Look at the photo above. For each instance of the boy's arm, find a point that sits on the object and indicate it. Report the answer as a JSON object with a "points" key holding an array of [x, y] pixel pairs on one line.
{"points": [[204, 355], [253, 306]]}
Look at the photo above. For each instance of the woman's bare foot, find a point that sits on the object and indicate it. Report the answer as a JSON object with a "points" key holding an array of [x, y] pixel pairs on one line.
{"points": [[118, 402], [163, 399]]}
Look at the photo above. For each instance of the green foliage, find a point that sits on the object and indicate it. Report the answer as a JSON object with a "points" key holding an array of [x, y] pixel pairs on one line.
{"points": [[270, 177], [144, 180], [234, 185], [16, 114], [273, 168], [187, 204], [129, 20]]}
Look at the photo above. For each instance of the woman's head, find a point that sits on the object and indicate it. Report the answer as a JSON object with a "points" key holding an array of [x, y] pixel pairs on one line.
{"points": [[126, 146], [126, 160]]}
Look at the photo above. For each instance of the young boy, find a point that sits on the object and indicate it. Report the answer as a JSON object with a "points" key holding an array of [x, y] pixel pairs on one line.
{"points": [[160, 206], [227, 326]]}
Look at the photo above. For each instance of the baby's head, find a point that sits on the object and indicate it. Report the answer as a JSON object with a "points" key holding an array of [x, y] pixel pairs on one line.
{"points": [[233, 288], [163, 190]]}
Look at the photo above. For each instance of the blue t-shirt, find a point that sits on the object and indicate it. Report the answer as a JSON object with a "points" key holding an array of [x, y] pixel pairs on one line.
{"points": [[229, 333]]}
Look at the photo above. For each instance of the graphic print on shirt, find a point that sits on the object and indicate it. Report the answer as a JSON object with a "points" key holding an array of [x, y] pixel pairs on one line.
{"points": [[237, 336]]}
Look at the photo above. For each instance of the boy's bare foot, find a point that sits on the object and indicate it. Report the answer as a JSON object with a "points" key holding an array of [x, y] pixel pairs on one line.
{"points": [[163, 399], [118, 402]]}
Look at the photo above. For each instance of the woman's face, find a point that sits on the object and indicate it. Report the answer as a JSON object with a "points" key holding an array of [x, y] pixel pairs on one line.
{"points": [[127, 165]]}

> **YOUR GOAL**:
Make sure that every entry above is copied out exactly as it stands.

> **YOUR RESPONSE**:
Look at the photo above. For each instance of the boy's arm, find a point that sits on the object and indicate it. Report the answer as a JSON object with a "points" key holding an array of [x, y] pixel pairs on one line.
{"points": [[204, 355], [253, 306]]}
Look at the photo above. For each instance of the woman's bare foot, find a point that sits on the object and indicate it. Report the answer as a JSON object with a "points" key holding an array of [x, y] pixel pairs on one line.
{"points": [[118, 402], [163, 399]]}
Look at the photo above. For each instance of the green foliage, find a point that sits on the object and indicate it. Report the answer as a JSON object with a "points" key holding an array of [x, y] pixel pairs on one line.
{"points": [[270, 177], [144, 180], [234, 185], [16, 114], [273, 168], [187, 204], [129, 20]]}
Look at the photo above. For each instance of the woman's head, find a point that sits on the object and indicate it. Report the answer as a JSON object with a "points" key holding an array of [x, y] pixel pairs on one line.
{"points": [[126, 146], [126, 160]]}
Look at the photo above. For each instance of the young boy, find a point that sits on the object and indicate it. Report the answer as a JSON object with a "points" key holding an array of [x, y] pixel pairs on one line.
{"points": [[160, 206], [227, 326]]}
Look at the photo above. For each instance of the baby's head, find a point that sits on the object and indicate it. Report the answer as a JSON object with a "points" key holding an array of [x, y] pixel pairs on one line.
{"points": [[233, 288], [163, 190]]}
Look at the photo above. For each instance of the blue t-shirt, find a point that sits on the object and indicate it. Report the answer as a JSON object with a "points" key holding an array of [x, y] pixel pairs on one line.
{"points": [[229, 333]]}
Look at the photo above. For each instance of the graphic print on shirt, find a point that sits on the object and indicate it. Report the answer as a JSON object with a "points" key holding an array of [x, y] pixel pairs on one line.
{"points": [[237, 336]]}
Look at the photo above. For each instance of the boy's bare foot, find a point that sits on the object and indicate it. Report the answer as a JSON object with a "points" key holding an array of [x, y] pixel pairs on one line.
{"points": [[163, 399], [118, 402]]}
Look at the photo above. For each instance of the woman's face, find a point that sits on the object and indicate it. Report the answer as a JSON object with a "points" key holding an array of [x, y] pixel pairs on one line.
{"points": [[127, 165]]}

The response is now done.